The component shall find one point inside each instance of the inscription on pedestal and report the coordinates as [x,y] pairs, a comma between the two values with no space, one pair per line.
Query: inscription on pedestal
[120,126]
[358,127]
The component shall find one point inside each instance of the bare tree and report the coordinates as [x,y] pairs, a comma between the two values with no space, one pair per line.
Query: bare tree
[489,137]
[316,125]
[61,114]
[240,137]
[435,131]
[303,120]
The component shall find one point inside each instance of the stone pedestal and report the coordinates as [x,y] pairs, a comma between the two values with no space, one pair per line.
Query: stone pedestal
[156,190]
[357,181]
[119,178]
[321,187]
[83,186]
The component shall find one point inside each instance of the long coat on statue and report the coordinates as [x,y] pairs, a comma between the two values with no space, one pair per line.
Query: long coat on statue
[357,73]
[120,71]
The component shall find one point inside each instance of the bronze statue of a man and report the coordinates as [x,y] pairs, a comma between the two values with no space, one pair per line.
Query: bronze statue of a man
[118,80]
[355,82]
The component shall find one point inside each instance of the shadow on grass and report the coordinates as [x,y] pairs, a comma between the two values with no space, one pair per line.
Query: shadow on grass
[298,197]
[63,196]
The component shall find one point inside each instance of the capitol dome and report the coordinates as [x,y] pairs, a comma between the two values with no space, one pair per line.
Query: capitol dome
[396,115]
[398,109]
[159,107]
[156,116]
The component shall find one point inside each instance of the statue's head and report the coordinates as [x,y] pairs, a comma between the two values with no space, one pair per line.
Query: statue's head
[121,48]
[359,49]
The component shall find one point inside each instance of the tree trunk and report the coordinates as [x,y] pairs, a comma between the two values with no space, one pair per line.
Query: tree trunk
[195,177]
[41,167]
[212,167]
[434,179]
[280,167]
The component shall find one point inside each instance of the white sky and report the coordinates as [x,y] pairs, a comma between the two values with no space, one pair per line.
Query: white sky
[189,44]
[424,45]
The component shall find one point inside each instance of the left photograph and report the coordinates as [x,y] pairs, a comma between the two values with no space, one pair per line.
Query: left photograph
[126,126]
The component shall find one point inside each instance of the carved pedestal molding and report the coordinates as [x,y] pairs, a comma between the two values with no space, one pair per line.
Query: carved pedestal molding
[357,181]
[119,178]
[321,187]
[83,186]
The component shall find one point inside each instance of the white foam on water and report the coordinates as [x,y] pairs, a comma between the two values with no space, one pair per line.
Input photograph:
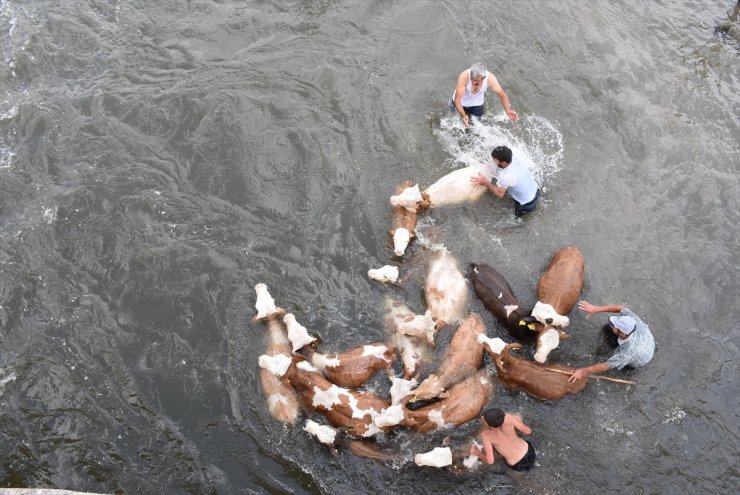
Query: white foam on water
[534,140]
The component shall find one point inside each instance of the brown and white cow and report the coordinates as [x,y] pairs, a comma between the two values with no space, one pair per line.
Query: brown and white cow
[464,402]
[446,290]
[463,358]
[352,410]
[407,204]
[282,400]
[354,367]
[533,378]
[558,291]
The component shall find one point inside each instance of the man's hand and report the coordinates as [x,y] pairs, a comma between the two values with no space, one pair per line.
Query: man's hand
[588,308]
[479,180]
[577,375]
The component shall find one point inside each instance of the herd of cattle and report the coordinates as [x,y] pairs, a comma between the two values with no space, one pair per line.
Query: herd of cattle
[295,375]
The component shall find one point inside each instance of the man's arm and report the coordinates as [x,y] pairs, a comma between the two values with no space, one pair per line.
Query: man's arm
[462,81]
[486,457]
[519,425]
[590,309]
[481,180]
[496,88]
[584,372]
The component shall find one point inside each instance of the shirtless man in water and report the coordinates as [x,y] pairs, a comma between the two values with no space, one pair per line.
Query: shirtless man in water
[500,434]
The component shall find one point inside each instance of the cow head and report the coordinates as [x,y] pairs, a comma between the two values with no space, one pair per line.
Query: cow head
[430,388]
[546,314]
[401,239]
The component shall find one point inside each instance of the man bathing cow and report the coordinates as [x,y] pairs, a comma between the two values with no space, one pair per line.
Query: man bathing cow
[499,434]
[513,177]
[627,333]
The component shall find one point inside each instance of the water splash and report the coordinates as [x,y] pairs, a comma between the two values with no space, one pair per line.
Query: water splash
[535,141]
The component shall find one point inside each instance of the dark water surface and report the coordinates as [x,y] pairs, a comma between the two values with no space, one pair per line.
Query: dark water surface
[158,159]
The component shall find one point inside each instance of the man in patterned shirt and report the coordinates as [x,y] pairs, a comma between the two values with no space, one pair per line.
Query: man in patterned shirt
[634,342]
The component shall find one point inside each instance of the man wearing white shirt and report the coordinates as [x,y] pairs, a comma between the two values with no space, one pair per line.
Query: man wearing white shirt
[514,178]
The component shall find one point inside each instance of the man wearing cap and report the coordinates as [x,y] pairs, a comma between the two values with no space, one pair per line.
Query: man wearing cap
[631,337]
[513,177]
[470,93]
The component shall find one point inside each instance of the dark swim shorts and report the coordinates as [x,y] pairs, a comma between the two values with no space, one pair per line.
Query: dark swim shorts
[520,210]
[526,462]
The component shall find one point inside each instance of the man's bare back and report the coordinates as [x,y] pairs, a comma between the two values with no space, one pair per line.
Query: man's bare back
[505,440]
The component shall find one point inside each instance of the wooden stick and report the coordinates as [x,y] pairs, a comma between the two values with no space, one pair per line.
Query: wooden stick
[598,377]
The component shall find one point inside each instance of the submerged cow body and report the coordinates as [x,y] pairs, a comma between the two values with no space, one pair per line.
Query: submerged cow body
[533,378]
[558,291]
[354,367]
[497,296]
[445,290]
[464,357]
[343,408]
[464,402]
[414,351]
[407,204]
[282,400]
[455,187]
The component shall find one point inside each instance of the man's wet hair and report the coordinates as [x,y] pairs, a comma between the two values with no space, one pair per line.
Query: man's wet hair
[502,154]
[494,417]
[477,71]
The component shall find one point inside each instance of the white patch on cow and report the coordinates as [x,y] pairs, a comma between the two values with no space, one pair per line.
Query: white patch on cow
[297,333]
[377,351]
[390,416]
[358,413]
[542,312]
[306,366]
[326,398]
[401,389]
[409,198]
[325,434]
[510,308]
[265,304]
[496,345]
[371,430]
[455,187]
[438,457]
[401,238]
[277,365]
[275,400]
[436,418]
[420,326]
[546,342]
[472,460]
[322,361]
[385,274]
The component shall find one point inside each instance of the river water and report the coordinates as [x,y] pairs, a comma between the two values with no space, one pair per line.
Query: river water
[158,159]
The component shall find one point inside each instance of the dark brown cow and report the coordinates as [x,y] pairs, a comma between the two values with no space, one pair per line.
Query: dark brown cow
[497,296]
[533,378]
[464,357]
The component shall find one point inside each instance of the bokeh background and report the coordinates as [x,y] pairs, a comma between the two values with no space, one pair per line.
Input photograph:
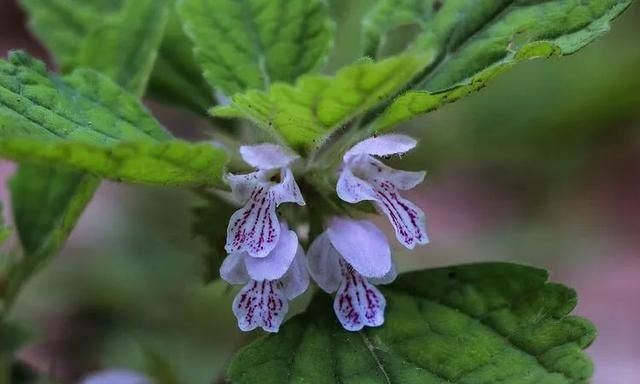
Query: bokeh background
[542,167]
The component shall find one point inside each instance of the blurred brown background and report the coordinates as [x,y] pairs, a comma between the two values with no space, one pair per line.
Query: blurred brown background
[542,167]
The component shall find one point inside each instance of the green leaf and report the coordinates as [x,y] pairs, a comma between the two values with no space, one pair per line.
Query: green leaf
[84,106]
[62,24]
[173,162]
[305,113]
[46,202]
[85,121]
[125,35]
[14,336]
[478,323]
[476,41]
[116,38]
[176,77]
[387,15]
[110,48]
[250,44]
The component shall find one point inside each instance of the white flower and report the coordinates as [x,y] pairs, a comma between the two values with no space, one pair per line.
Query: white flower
[116,376]
[270,282]
[349,257]
[254,227]
[363,177]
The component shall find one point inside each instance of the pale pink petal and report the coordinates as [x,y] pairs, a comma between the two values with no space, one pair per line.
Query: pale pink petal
[254,228]
[261,304]
[353,189]
[278,261]
[361,244]
[383,145]
[407,219]
[373,168]
[358,303]
[233,270]
[324,267]
[267,156]
[296,281]
[116,376]
[243,185]
[388,278]
[287,190]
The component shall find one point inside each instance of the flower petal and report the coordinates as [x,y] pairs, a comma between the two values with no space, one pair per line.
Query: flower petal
[261,304]
[296,280]
[361,244]
[353,189]
[374,169]
[383,145]
[243,185]
[266,156]
[407,219]
[388,278]
[254,228]
[358,303]
[116,376]
[278,261]
[287,190]
[324,267]
[233,270]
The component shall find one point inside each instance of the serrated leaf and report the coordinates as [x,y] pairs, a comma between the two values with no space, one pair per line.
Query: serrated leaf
[476,41]
[250,44]
[304,113]
[478,323]
[387,15]
[120,30]
[85,121]
[111,50]
[62,24]
[176,77]
[120,39]
[84,106]
[174,162]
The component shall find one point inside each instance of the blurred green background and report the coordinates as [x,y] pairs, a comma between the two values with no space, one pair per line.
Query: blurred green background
[542,167]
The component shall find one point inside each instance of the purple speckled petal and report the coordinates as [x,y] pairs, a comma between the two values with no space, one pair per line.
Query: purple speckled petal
[372,169]
[261,304]
[287,190]
[254,228]
[278,261]
[296,280]
[353,189]
[233,270]
[358,303]
[408,219]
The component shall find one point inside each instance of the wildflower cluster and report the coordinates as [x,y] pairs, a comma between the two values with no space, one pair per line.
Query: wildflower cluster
[349,257]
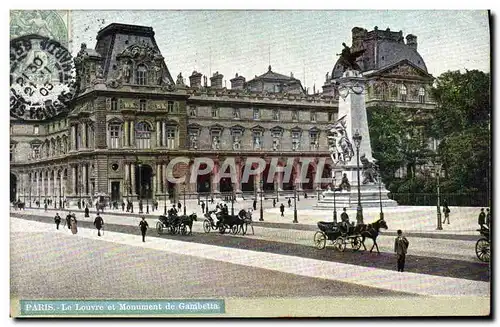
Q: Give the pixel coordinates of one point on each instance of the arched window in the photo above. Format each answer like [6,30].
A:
[143,135]
[114,136]
[114,104]
[402,92]
[421,95]
[141,75]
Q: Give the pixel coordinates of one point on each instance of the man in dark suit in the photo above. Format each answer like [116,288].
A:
[143,225]
[401,247]
[98,223]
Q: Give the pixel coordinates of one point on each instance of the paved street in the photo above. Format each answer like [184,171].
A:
[61,265]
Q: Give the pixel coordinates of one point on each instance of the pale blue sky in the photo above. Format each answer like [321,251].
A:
[302,42]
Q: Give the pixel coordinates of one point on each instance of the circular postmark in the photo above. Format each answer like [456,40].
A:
[42,78]
[48,23]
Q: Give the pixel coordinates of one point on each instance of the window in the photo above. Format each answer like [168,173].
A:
[421,95]
[236,113]
[114,104]
[193,139]
[237,140]
[141,75]
[142,105]
[256,114]
[257,140]
[143,135]
[276,114]
[114,136]
[295,140]
[215,112]
[313,137]
[276,140]
[171,137]
[402,90]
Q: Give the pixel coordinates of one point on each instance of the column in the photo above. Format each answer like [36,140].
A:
[158,134]
[132,178]
[164,133]
[132,133]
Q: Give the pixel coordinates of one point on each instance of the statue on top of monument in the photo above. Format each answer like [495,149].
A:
[348,59]
[341,150]
[369,171]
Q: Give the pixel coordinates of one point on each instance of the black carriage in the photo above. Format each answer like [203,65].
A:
[233,223]
[483,245]
[339,234]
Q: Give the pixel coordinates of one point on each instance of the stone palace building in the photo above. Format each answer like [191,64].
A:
[132,117]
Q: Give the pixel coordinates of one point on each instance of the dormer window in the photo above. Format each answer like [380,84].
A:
[141,76]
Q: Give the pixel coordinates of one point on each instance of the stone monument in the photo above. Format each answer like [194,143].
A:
[343,150]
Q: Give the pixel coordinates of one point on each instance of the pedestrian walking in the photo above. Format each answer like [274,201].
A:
[98,223]
[74,228]
[446,212]
[143,225]
[57,220]
[481,220]
[401,247]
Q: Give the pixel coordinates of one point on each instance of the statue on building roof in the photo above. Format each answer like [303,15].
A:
[348,59]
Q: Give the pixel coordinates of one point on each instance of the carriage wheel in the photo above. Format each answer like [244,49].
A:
[159,228]
[244,228]
[206,226]
[339,244]
[483,250]
[356,243]
[320,240]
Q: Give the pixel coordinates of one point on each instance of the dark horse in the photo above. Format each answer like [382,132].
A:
[370,231]
[188,221]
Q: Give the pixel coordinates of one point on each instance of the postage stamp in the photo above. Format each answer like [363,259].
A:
[262,163]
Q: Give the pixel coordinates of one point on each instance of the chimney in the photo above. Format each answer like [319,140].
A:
[216,80]
[238,82]
[195,80]
[411,41]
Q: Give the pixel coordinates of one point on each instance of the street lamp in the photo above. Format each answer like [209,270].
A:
[184,195]
[334,202]
[438,166]
[359,213]
[261,209]
[380,192]
[295,221]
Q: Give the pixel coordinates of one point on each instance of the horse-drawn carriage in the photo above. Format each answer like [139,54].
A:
[342,234]
[175,224]
[233,223]
[483,245]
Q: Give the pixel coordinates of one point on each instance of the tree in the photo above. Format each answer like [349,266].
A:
[461,122]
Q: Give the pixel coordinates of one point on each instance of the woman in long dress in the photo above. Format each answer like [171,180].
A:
[74,228]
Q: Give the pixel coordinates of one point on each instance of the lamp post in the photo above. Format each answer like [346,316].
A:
[261,209]
[334,202]
[438,165]
[380,193]
[359,213]
[184,196]
[295,221]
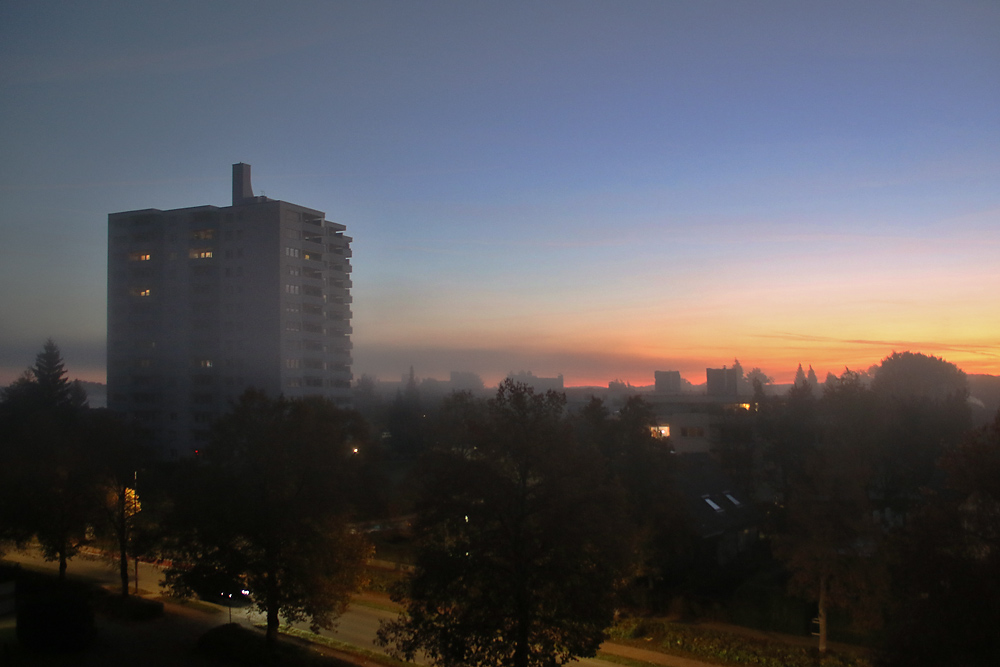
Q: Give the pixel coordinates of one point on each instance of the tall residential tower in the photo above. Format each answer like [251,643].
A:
[206,302]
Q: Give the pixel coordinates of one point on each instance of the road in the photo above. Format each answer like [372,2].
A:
[356,627]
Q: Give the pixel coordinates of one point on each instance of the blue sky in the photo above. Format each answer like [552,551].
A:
[597,189]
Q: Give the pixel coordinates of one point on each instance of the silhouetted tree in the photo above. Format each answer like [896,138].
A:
[121,452]
[268,508]
[812,380]
[947,569]
[642,465]
[923,407]
[520,546]
[49,490]
[406,421]
[756,375]
[830,542]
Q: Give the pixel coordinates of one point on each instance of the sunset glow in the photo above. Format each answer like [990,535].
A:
[579,188]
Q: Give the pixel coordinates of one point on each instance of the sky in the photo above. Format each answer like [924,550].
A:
[592,189]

══════

**Exercise directions**
Which lines hold the word "street"? Return all of them from the records above.

**Solved problem**
Q: Give the pixel coordinates of one point on each instance of the paved street in the photo above. Format each answer like [184,171].
Q: Give the pixel coordinates of one point on each instance of the street lamp in the photo above. Format each answer like [209,270].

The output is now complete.